● REQUIRED ACTIONS:
**a.** In the pipelined CG mailing list post, switch "preconditioner" to "smoother" and give the passage between "Thanks ... aren't" and "preconditioner and/or SpMV.", inclusive.
**b.** Carry on the pipelined CG mailing list post, starting right after its last sentence.

● SELECTED EXTRACT:
[petsc-users] Pipelined CG (or Gropp's CG) and communication overlap

Mon Mar 17 04:36:59 CDT 2014

Jed,

Thanks ... aren't you sleep in the night? ;-)

Chao

> Chao Yang <chao.yang at Colorado.EDU> writes:
> 
>> The pipelined CG (or Gropp's CG) recently implemented in PETSc is very
>> attractive since it has the ability of hiding the collective
>> communication in vector dot product by overlapping it with the
>> application of preconditioner and/or SpMV.
>> 
>> However, there is an issue that may seriously degrade the
>> performance. In the pipelined CG, the asynchronous MPI_Iallreduce is
>> called before the application of preconditioner and/or SpMV, and then
>> ended by MPI_Wait. In the application of preconditioner and/or SpMV,
>> communication may also be required (such as halo updating), which I
>> find is often slowed down by the unfinished MPI_Iallreduce in the
>> background.
>> 
>> As far as I know, the current MPI doesn't provide prioritized
>> communication.

● DATA SECTION:
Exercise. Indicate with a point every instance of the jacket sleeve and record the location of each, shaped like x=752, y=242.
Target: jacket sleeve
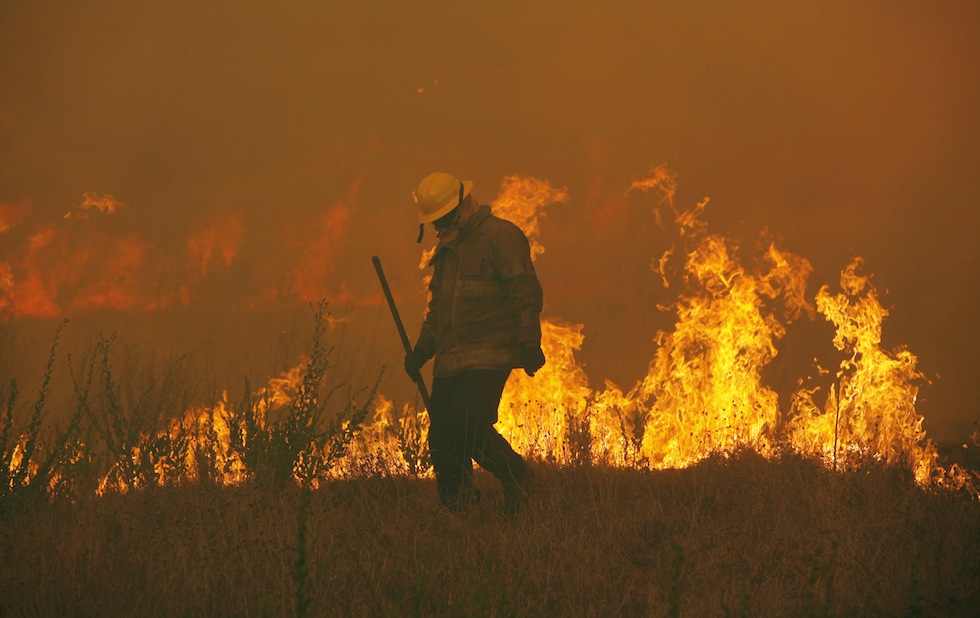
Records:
x=516, y=270
x=426, y=343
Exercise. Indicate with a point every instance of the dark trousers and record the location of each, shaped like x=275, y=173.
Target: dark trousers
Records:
x=462, y=411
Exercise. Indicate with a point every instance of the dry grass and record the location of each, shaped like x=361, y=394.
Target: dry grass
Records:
x=739, y=536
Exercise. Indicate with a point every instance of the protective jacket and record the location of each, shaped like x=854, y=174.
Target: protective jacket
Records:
x=486, y=299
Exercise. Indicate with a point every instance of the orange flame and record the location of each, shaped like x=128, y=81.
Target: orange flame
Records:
x=703, y=392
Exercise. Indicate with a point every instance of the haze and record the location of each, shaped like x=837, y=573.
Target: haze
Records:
x=260, y=153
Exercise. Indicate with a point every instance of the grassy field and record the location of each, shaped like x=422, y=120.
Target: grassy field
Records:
x=730, y=536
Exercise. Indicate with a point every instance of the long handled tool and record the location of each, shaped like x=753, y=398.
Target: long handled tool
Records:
x=419, y=380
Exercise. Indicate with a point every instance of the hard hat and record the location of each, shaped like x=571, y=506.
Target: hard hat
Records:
x=438, y=194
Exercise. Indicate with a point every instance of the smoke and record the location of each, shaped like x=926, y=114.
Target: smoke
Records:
x=263, y=153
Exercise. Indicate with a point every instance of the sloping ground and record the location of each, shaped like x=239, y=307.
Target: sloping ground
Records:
x=728, y=536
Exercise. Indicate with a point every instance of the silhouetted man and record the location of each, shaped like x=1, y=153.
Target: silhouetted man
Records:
x=483, y=320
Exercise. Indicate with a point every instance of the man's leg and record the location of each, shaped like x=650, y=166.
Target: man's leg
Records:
x=447, y=429
x=482, y=391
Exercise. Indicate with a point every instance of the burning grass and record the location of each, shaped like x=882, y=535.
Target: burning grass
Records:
x=691, y=493
x=738, y=535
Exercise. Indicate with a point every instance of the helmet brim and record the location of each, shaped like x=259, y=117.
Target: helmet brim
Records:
x=448, y=208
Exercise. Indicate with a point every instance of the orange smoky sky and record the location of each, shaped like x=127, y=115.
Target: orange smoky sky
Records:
x=194, y=172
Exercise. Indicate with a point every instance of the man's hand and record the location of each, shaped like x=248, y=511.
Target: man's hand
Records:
x=413, y=364
x=532, y=358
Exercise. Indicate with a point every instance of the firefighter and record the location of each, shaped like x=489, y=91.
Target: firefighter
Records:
x=483, y=321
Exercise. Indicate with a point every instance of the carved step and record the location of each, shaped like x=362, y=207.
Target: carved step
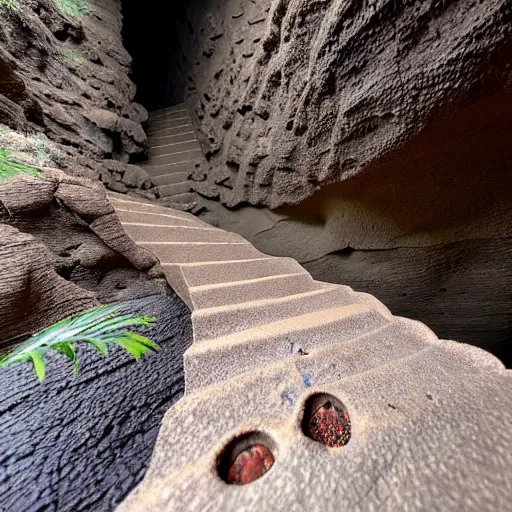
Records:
x=222, y=294
x=224, y=358
x=166, y=132
x=177, y=157
x=206, y=273
x=190, y=252
x=165, y=123
x=185, y=135
x=173, y=147
x=171, y=178
x=167, y=110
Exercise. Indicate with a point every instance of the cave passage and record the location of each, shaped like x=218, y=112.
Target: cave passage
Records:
x=152, y=36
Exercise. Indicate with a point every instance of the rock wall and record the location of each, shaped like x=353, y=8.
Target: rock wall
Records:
x=47, y=274
x=292, y=95
x=82, y=443
x=360, y=129
x=64, y=77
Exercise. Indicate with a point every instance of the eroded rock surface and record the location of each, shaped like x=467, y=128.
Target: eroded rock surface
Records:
x=64, y=76
x=424, y=422
x=81, y=443
x=292, y=95
x=63, y=250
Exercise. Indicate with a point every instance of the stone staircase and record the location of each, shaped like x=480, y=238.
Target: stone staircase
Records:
x=174, y=149
x=268, y=338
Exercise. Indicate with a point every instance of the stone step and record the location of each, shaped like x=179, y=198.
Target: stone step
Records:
x=160, y=170
x=170, y=139
x=168, y=116
x=217, y=272
x=270, y=287
x=155, y=114
x=174, y=147
x=175, y=189
x=158, y=125
x=187, y=197
x=152, y=208
x=215, y=322
x=224, y=358
x=141, y=233
x=167, y=132
x=171, y=178
x=177, y=157
x=170, y=252
x=171, y=108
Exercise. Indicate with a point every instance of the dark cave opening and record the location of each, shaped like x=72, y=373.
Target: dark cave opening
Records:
x=152, y=36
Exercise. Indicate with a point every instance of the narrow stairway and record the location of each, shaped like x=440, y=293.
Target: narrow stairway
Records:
x=268, y=339
x=248, y=308
x=174, y=149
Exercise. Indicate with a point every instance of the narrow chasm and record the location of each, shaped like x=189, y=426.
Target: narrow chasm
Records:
x=413, y=179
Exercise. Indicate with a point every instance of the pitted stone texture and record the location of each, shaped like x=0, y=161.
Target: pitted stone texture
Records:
x=59, y=225
x=431, y=419
x=296, y=95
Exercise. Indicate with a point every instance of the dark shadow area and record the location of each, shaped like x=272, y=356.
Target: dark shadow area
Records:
x=152, y=36
x=77, y=443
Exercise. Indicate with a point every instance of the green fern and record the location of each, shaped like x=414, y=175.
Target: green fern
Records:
x=75, y=7
x=11, y=4
x=9, y=167
x=100, y=328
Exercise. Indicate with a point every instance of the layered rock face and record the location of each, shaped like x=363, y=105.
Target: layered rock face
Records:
x=293, y=95
x=64, y=77
x=47, y=274
x=386, y=127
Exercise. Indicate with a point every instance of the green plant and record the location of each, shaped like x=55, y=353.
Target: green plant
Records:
x=74, y=7
x=100, y=328
x=10, y=167
x=11, y=4
x=73, y=57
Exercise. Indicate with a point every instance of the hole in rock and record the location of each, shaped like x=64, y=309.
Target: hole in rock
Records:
x=246, y=458
x=326, y=421
x=154, y=39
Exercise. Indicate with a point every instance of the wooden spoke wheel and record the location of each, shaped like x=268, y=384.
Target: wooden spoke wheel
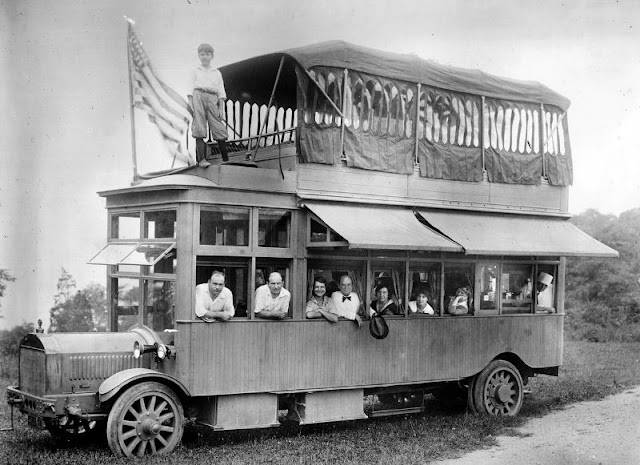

● RESPONSES BY TASK:
**a.**
Thanks ... aren't you sleep in the night? ;-)

Chao

> Chao Yang <chao.yang at Colorado.EDU> writes:
> 
>> The pipelined CG (or Gropp's CG) recently implemented in PETSc is very
>> attractive since it has the ability of hiding the collective
>> communication in vector dot product by overlapping it with the
>> application of smoother and/or SpMV.

**b.**
> 
> No, and there is not much interest in adding it because it adds
> complication and tends to create starvation situations in which raising
> the priority actually makes it slower.
> 
>> Therefore, it's highly possible that the performance of the pipelined
>> CG may be even worse than a classic one due to the slowdown of
>> preconditioner and SpMV. Is there a way to avoid this?
> 
> This is an MPI quality-of-implementation issue and there isn't much we
> can do about it.  There may be MPI tuning parameters that can help, but
> the nature of these methods is that in exchange for creating
> latency-tolerance in the reduction, it now overlaps the neighbor
> communication in MatMult/PCApply.